**Data for review**

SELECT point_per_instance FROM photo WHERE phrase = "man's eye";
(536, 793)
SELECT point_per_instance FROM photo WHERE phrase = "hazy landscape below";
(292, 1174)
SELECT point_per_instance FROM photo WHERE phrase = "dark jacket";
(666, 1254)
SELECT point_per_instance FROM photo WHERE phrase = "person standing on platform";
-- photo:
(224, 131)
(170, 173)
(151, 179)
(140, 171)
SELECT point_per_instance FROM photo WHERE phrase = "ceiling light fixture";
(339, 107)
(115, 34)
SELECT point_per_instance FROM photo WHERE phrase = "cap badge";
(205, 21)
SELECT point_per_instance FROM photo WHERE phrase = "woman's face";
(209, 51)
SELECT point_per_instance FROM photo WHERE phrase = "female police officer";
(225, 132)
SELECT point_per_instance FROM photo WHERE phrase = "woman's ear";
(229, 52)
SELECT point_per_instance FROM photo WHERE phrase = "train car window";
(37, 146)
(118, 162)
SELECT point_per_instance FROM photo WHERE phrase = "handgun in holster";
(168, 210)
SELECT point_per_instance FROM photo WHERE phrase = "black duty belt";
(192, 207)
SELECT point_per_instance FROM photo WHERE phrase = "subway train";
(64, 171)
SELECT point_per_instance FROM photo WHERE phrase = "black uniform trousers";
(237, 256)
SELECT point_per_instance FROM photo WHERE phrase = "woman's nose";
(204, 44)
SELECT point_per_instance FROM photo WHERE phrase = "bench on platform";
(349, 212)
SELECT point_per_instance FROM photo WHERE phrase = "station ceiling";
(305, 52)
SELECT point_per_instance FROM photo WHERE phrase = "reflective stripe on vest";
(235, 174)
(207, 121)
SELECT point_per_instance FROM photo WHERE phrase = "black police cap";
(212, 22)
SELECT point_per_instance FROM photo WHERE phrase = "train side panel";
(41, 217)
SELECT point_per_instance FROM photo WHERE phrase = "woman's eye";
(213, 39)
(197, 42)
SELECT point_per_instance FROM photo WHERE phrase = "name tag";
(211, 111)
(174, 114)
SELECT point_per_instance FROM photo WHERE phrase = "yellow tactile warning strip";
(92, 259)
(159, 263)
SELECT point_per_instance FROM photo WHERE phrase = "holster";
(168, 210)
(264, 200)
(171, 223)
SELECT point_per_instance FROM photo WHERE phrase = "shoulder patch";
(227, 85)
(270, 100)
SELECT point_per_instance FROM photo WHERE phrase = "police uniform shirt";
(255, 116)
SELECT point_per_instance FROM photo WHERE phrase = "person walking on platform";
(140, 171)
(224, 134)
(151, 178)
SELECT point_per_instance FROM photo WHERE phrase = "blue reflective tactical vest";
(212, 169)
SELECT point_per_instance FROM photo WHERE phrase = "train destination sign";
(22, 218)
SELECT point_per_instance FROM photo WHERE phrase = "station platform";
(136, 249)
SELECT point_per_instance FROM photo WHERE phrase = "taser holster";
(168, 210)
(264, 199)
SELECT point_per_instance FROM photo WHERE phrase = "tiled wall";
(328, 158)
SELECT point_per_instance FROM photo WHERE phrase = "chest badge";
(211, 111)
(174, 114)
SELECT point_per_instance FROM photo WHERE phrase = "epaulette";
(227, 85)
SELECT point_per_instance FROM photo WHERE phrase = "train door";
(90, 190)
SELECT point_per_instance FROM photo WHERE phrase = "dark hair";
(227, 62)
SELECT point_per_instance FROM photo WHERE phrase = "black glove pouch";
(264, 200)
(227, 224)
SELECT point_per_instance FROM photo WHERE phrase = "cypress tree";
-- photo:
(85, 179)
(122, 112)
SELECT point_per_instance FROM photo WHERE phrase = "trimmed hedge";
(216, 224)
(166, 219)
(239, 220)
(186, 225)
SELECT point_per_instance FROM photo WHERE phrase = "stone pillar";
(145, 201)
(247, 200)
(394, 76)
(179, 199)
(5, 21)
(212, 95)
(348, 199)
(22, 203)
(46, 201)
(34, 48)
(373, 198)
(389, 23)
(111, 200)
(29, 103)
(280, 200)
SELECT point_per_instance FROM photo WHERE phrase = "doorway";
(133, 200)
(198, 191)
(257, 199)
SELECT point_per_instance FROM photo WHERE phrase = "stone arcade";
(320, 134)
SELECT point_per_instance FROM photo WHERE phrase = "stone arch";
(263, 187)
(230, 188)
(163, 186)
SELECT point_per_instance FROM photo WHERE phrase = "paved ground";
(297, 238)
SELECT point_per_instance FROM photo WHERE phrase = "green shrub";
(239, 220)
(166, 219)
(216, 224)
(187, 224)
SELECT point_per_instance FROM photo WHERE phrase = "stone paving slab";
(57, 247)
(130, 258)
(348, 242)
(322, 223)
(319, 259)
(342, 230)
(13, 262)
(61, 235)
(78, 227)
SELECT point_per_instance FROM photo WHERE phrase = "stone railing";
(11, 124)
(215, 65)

**Exercise instructions**
Write out the material again, matching every line.

**Exercise output**
SELECT point_per_instance FROM photo WHERE phrase = "man's eye";
(536, 793)
SELECT point_per_instance FROM photo WHERE phrase = "hazy landscape below";
(292, 1174)
SELECT point_per_instance FROM photo WHERE phrase = "dark jacket";
(666, 1254)
SELECT point_per_instance FROM photo WHERE phrase = "person standing on platform";
-- photo:
(224, 131)
(170, 173)
(151, 179)
(140, 171)
SELECT point_per_instance FROM photo WHERE phrase = "ceiling light fixture";
(339, 107)
(115, 34)
SELECT point_per_instance FROM photo WHERE phrase = "cap badge";
(205, 21)
SELECT point_per_instance FROM photo WHERE phrase = "woman's face";
(209, 51)
SELECT point_per_instance FROM photo WHERE phrase = "female police officer";
(225, 132)
SELECT point_per_instance FROM photo WHERE phrase = "woman's ear";
(229, 52)
SELECT point_per_instance FROM photo WHERE phrase = "train car window";
(37, 146)
(118, 162)
SELECT point_per_instance FROM photo WHERE phrase = "handgun in holster";
(168, 210)
SELECT point_per_instance FROM photo WHERE phrase = "black duty belt";
(192, 207)
SELECT point_per_instance FROM photo WHERE phrase = "subway train";
(64, 171)
SELECT point_per_instance FROM photo WHERE phrase = "black uniform trousers";
(237, 256)
SELECT point_per_instance FROM photo WHERE phrase = "woman's nose";
(204, 44)
SELECT point_per_instance FROM photo WHERE phrase = "bench on platform";
(349, 212)
SELECT point_per_instance FROM photo WHERE phrase = "station ceiling";
(305, 52)
SELECT point_per_instance FROM photo WHERE phrase = "reflective stripe on vest";
(235, 174)
(207, 121)
SELECT point_per_instance FROM photo WHERE phrase = "black police cap";
(212, 22)
SELECT point_per_instance FROM photo WHERE phrase = "train side panel";
(41, 217)
SELECT point_per_instance FROM photo WHERE phrase = "woman's eye";
(213, 39)
(197, 42)
SELECT point_per_instance FROM photo WHERE phrase = "name tag";
(211, 111)
(174, 114)
SELECT point_per_instance FROM photo WHERE phrase = "yellow tactile warning strip";
(92, 259)
(159, 263)
SELECT point_per_instance FROM photo WHERE phrase = "holster";
(168, 210)
(264, 200)
(171, 223)
SELECT point_per_instance FROM photo WHERE phrase = "shoulder patch";
(227, 85)
(270, 100)
SELECT point_per_instance FROM photo WHERE phrase = "police uniform shirt";
(255, 116)
SELECT point_per_instance FROM photo WHERE phrase = "person walking on platform";
(140, 171)
(224, 134)
(151, 178)
SELECT point_per_instance FROM photo WHERE phrase = "blue reflective tactical vest";
(212, 169)
SELECT point_per_instance FROM photo WHERE phrase = "train destination sign";
(22, 218)
SELECT point_per_instance FROM photo WHERE phrase = "station platform";
(136, 249)
SELECT point_per_instance FROM photo WHERE phrase = "taser holster";
(168, 210)
(264, 199)
SELECT point_per_instance FROM photo WHERE phrase = "tiled wall";
(328, 158)
SELECT point_per_instance FROM photo WHERE phrase = "chest badge";
(211, 111)
(174, 114)
SELECT point_per_instance FROM photo WHERE phrase = "epaulette";
(227, 85)
SELECT point_per_instance FROM photo WHERE phrase = "train door";
(90, 190)
SELECT point_per_instance FROM photo WHERE phrase = "dark hair";
(227, 62)
SELECT point_per_instance FROM photo WHERE phrase = "black glove pouch";
(264, 200)
(227, 224)
SELECT point_per_instance FROM photo WHERE phrase = "cypress tree";
-- photo:
(85, 179)
(122, 112)
SELECT point_per_instance FROM photo WHERE phrase = "trimmed hedge";
(216, 224)
(166, 219)
(239, 220)
(186, 225)
SELECT point_per_instance FROM photo WHERE phrase = "stone pillar";
(145, 201)
(247, 200)
(394, 76)
(179, 199)
(5, 21)
(212, 95)
(348, 199)
(22, 203)
(46, 201)
(34, 48)
(373, 198)
(389, 23)
(111, 200)
(29, 103)
(280, 200)
SELECT point_per_instance FROM photo WHERE phrase = "doorway";
(133, 200)
(198, 191)
(257, 199)
SELECT point_per_instance FROM photo WHERE phrase = "stone arcade";
(320, 134)
SELECT point_per_instance FROM photo WHERE phrase = "stone arch";
(263, 187)
(230, 188)
(163, 186)
SELECT point_per_instance FROM photo WHERE phrase = "paved ground";
(297, 238)
SELECT point_per_instance FROM photo WHERE phrase = "green shrub";
(239, 220)
(166, 219)
(216, 224)
(187, 224)
SELECT point_per_instance FROM photo WHERE phrase = "stone paving slab";
(57, 247)
(130, 258)
(348, 242)
(322, 223)
(319, 259)
(342, 230)
(13, 262)
(61, 235)
(78, 227)
SELECT point_per_instance FROM photo WHERE phrase = "stone railing";
(11, 124)
(215, 65)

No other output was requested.